-- Start PROVIDED RECORDS --
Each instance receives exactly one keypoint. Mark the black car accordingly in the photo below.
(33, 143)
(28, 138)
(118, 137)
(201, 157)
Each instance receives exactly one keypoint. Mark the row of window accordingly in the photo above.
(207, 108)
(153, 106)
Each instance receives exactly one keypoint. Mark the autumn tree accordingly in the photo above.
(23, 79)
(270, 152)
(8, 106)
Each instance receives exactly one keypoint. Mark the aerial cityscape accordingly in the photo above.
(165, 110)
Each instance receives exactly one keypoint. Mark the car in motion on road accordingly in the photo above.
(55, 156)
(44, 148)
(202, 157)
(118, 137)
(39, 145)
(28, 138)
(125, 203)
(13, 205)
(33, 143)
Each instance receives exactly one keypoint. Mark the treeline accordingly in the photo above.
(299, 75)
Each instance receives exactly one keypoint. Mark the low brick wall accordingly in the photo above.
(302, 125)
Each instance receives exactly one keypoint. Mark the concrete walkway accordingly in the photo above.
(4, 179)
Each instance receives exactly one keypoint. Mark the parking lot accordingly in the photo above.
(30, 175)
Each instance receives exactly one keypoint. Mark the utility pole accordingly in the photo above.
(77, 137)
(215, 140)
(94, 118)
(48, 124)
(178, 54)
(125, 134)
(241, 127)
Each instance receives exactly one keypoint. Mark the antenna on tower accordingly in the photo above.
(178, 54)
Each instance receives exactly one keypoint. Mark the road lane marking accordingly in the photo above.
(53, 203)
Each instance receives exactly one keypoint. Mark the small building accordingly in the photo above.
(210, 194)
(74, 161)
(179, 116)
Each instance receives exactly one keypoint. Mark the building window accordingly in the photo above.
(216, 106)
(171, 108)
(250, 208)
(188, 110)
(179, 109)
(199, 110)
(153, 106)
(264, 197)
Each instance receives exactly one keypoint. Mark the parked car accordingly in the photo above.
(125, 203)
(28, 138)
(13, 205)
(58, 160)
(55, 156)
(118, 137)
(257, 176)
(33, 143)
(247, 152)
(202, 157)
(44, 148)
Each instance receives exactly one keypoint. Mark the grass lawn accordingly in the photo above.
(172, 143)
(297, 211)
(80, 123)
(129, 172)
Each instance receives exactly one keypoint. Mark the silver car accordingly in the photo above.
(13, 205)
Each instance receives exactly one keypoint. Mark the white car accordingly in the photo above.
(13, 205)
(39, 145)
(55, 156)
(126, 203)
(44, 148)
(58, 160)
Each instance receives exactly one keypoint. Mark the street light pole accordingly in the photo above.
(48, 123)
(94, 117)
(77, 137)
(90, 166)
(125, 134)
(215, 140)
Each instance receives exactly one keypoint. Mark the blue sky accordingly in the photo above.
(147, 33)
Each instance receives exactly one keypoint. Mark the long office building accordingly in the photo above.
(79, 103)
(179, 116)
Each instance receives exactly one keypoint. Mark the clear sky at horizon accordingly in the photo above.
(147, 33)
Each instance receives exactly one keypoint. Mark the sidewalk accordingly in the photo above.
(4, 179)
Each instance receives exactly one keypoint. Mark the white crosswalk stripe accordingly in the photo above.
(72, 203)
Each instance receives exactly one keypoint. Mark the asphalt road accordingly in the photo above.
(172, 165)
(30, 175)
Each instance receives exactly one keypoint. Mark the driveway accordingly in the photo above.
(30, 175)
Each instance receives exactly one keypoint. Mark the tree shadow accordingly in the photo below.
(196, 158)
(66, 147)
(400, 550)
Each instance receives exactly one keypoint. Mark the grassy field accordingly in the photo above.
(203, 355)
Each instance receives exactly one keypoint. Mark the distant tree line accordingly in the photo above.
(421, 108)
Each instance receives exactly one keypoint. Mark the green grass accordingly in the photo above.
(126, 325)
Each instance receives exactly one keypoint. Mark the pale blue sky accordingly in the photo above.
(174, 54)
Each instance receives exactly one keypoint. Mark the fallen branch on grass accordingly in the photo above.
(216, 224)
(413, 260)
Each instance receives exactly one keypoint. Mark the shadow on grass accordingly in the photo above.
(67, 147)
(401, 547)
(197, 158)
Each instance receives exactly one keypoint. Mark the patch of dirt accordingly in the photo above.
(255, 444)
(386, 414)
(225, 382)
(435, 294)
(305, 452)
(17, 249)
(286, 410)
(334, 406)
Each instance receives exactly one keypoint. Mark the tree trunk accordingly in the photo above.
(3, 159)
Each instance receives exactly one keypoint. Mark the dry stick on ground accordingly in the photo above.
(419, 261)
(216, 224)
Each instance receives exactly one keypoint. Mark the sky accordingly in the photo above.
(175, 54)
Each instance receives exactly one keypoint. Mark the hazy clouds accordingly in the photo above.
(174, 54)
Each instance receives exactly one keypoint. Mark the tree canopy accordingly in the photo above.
-- End PROVIDED RECORDS --
YOUR INSTRUCTIONS: Swap "keypoint" for "point" everywhere in the material above, and reproduce every line otherwise unchanged.

FULL SOLUTION:
Each instance receives exactly one point. Mark the black car accordingly in the photo below.
(33, 143)
(28, 138)
(118, 137)
(201, 157)
Each instance receives exactly one point. Mark the row of window accordingly in the photo above.
(207, 108)
(153, 106)
Each instance receives exactly one point. Mark the autumn tree accordingly in the photo above.
(23, 79)
(270, 152)
(8, 106)
Each instance receives exactly one point. Mark the aerial cityscape accordingly in the photo above.
(165, 110)
Each instance receives exactly one point. Mark the car in motion on road accordingly in the photo above.
(55, 156)
(44, 148)
(202, 157)
(118, 137)
(39, 145)
(28, 138)
(125, 203)
(13, 205)
(33, 143)
Each instance receives exactly one point. Mark the treeline accordingly in the photo above.
(299, 75)
Each instance receives exactly one point. Mark the low brick wall accordingly in the photo above.
(302, 125)
Each instance receives exactly one point. Mark the concrete walkway accordingly in the photo above.
(4, 179)
Each instance receives exactly one point. Mark the parking lot accordingly in the photo above.
(30, 175)
Each instance receives exactly one point. Mark the utility pole accordingly in the photo above.
(77, 137)
(215, 140)
(94, 118)
(48, 124)
(178, 54)
(125, 134)
(241, 127)
Each instance receives exactly one point. Mark the antenna on tower accordingly in the photo above.
(178, 54)
Each instance receives exactly one point. Mark the road lane marking accordingly in the photo above.
(53, 203)
Each instance receives exactly one point. Mark the small building accordingly in the photo above.
(210, 194)
(74, 161)
(179, 116)
Each instance receives exactly one point. Mark the building window accordingly in the photo above.
(216, 106)
(171, 108)
(250, 208)
(188, 110)
(179, 109)
(199, 110)
(153, 106)
(264, 197)
Each instance receives exactly one point. Mark the parked car accordingly in the photo above.
(125, 203)
(28, 138)
(13, 205)
(58, 160)
(55, 156)
(118, 137)
(257, 176)
(33, 143)
(247, 152)
(202, 157)
(44, 148)
Each instance receives exactly one point. Mark the grass lawn accordingly in the photo above.
(172, 143)
(297, 211)
(80, 123)
(129, 172)
Each instance receives exactly one point. Mark the silver car accordingly in the photo above.
(13, 205)
Each instance receives exactly one point. Mark the white car accordingly in the photo above.
(13, 205)
(39, 145)
(55, 156)
(126, 203)
(44, 148)
(58, 160)
Each instance receives exactly one point. Mark the street light pole accordingly in the photo above.
(48, 123)
(94, 117)
(77, 137)
(90, 166)
(125, 134)
(215, 140)
Each instance receives exactly one point. Mark the blue sky accordingly in the photo above.
(147, 33)
Each instance receives exactly one point. Mark the long office building accordingly in the photo above.
(79, 103)
(179, 116)
Each instance receives exactly one point. Mark the clear sky at horizon accordingly in the photo above.
(147, 33)
Each instance receives exactly one point. Mark the sidewalk accordingly in the photo above.
(4, 179)
Each instance receives exactly one point. Mark the white crosswalk stripe accordingly in the photo above.
(72, 203)
Each instance receives exactly one point. Mark the asphalt road accordingly in the photo above.
(172, 165)
(30, 175)
Each instance receives exactly one point. Mark the driveway accordingly in the photo above.
(30, 175)
Each instance receives exactly one point. Mark the tree shadow accordingly in the photo below.
(196, 158)
(66, 147)
(400, 550)
Each instance receives exactly one point. Mark the grassy field accordingly in the photo above.
(203, 355)
Each instance receives exactly one point. Mark the distant tree line accordingly in the photo above.
(421, 108)
Each instance receives exactly one point. Mark the green grass accordingly in the photo above.
(126, 325)
Each instance receives exactly one point. Mark the pale blue sky accordingly in the photo above.
(174, 54)
Each instance receives exactly one point. Mark the fallen branch on grass accordingly in the photo above.
(216, 224)
(413, 260)
Each instance receives exactly one point. Mark the shadow on grass accordingly in the photo above.
(67, 147)
(401, 547)
(197, 158)
Each instance receives exactly one point. Mark the patch of dirt accordingly in the photo above.
(255, 444)
(386, 414)
(225, 382)
(435, 294)
(305, 452)
(17, 249)
(286, 410)
(334, 406)
Each instance receives exactly one point. Mark the tree trunk accordingly in the photo above.
(3, 159)
Each instance receives exactly one point. Mark the dry stick on ground accordingly in the photo above.
(419, 261)
(216, 224)
Each instance receives exactly one point. Mark the sky accordingly in the photo above.
(175, 54)
Each instance receives exactly one point. Mark the hazy clouds accordingly in the photo above.
(174, 54)
Each instance receives exactly one point. Mark the tree canopy accordingly in the photo above.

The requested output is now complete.